La prima è costituita da quattro versi tratti dal
middle eight di “Maggie M’Gill”: “Well, I'm an old blues man“ / “And I think
that you understand” / “I’ve been singing the blues” / “Ever since the world
began”.
La composizione dalla
quale Morrison estrapola queste frasi sarà incisa di lì a due mesi (nel
novembre 1969) dai Doors come brano numero undici dell’LP “Morrison Hotel” (poi
pubblicato nel febbraio 1970).
Subito dopo il cantante anticipa ai diecimila
spettatori di Toronto la prima strofa di “Roadhouse Blues” (“Keep your eyes
on the road, your hands upon the wheel” x2 / “Yeah, we're going to the
Roadhouse / Gonna have a real / Good time”). Anch’essa
sarà posta su vinile a distanza di pochi mesi da questo concerto in occasione
delle session di “Morrison Hotel”.
In seguito alla
conclusione di “Back Door Man” è la volta di “The Crystal Ship”, un'altra
canzone appartenente all’album ”The Doors” (pubblicato nel gennaio 1967).
Differendo dalla traccia
ufficiale solamente per l’uso dell’organo elettrico in sostituzione del
pianoforte, essa manca però della incantevole e poetica atmosfera creata dal
gruppo nei primi tempi della propria carriera.
I voluttuosi
meandri sonori evocati dalla versione originale sono infatti soppiantati da una
evidente sfumatura di disillusa sofferenza che possiamo cogliere nella voce di
Morrison.
Malgrado ciò,
“The Crystal Ship” costituisce, in questo caso, un vibrante e toccante punto di
transito tra la prima e la seconda metà del concerto di Toronto.
Quest’ultima è
composta da due lunghi pezzi, entrambi egregiamente suonati, il primo dei quali
è “Light My Fire”. La celebre composizione viene magistralmente introdotta,
come spesso capitava negli show dei Doors, dalla drammatica sezione poetico-teatrale
denominata “Wake Up”.
La seduzione
arcana e il delizioso sconcerto prodotti dai due minuti di questa improvvisazione
d’avanguardia trasportano l’ascoltatore al momento migliore del bootleg:
l’assolo all’organo elettrico di Ray Manzarek nel corso di “Light My Fire”.
Questa ragguardevole
digressione strumentale si estende per ben quattro minuti e dieci secondi, suddividendosi
in quattro distinte sezioni senza mai perdere di interesse o creatività.

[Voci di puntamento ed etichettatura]
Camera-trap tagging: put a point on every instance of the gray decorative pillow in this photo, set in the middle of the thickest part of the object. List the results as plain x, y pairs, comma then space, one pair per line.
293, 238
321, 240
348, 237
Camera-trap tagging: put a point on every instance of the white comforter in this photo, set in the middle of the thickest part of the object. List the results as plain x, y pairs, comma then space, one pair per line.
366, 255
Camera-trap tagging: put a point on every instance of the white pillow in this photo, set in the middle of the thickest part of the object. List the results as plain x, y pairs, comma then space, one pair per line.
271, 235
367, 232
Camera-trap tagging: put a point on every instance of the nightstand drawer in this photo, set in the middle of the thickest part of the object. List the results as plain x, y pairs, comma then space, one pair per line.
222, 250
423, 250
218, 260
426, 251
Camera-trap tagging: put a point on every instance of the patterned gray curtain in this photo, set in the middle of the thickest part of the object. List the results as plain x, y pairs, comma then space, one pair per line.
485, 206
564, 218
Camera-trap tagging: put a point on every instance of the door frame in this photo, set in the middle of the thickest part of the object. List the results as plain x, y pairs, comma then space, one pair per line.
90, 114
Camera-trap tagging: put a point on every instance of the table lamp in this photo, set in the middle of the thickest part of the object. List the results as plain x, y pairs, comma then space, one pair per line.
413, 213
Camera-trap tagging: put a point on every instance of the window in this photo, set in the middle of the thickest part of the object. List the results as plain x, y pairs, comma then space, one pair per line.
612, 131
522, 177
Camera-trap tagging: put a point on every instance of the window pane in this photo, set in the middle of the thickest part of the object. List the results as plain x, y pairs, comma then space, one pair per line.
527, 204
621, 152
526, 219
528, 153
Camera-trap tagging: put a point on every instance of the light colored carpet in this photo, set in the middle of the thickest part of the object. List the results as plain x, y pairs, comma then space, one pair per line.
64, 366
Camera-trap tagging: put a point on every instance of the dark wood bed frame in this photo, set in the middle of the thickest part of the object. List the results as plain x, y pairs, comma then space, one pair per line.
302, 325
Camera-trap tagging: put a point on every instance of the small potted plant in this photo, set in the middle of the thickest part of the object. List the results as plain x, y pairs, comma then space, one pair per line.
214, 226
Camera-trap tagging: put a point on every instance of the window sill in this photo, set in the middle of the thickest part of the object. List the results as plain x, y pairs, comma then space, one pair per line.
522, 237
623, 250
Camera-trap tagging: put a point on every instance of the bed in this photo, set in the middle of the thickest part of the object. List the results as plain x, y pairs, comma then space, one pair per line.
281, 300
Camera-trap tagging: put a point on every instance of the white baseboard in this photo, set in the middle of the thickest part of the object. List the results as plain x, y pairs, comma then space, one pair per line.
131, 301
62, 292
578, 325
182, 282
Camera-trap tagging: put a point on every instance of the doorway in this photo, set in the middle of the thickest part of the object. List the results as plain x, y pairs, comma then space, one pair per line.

▶ Cosa fare
1. Indica quante righe delle voci contengono la stringa "pillow", rispondendo con il solo numero.
2. Prosegui il brano sul concerto dei Doors a Toronto, partendo dopo l'ultima frase riportata.
Il brano e le voci sono del tutto indipendenti l'uno dalle altre.

▶ Soluzioni
1. 2

2.
Nella prima parte
(della durata di un minuto e mezzo) assistiamo a una scorrevole e luminosa
parata di note, alternativamente allungate e riunite in brevi mulinelli intrisi
di Jazz Hard Bop.
Nella seconda
parte (un minuto e venti secondi), l’acuto suono dell’organo elettrico viene
arditamente concentrato in una entusiasmante e ragionata cacofonia. In essa si
scontrano figure sonore serrate e disorientanti che diffondono una vivida luce
dal profilo tanto sperimentale quanto avvincente.
Nel terzo
segmento dell’assolo (un minuto) Manzarek ricorre a note staccate tra loro,
plasmandone l’andamento vivace ed espressivo in originali e coinvolgenti temi
derivati ancora una volta dal Jazz Hard Bop.
Il percorso
solistico si conclude con una deflagrazione protratta per venti secondi. A
partire da un potente accordo, essa si propaga in una successione di debordanti
e concitati fraseggi, i quali saturano di eccitazione l’aria di Toronto prima
di lasciare spazio al proseguimento di “Light My Fire”.
Da notare
l’accompagnamento ritmico particolarmente dinamico, fantasioso ed efficace fornito
dal batterista John Densmore in tutte e quattro le fasi dell’assolo appena
descritto.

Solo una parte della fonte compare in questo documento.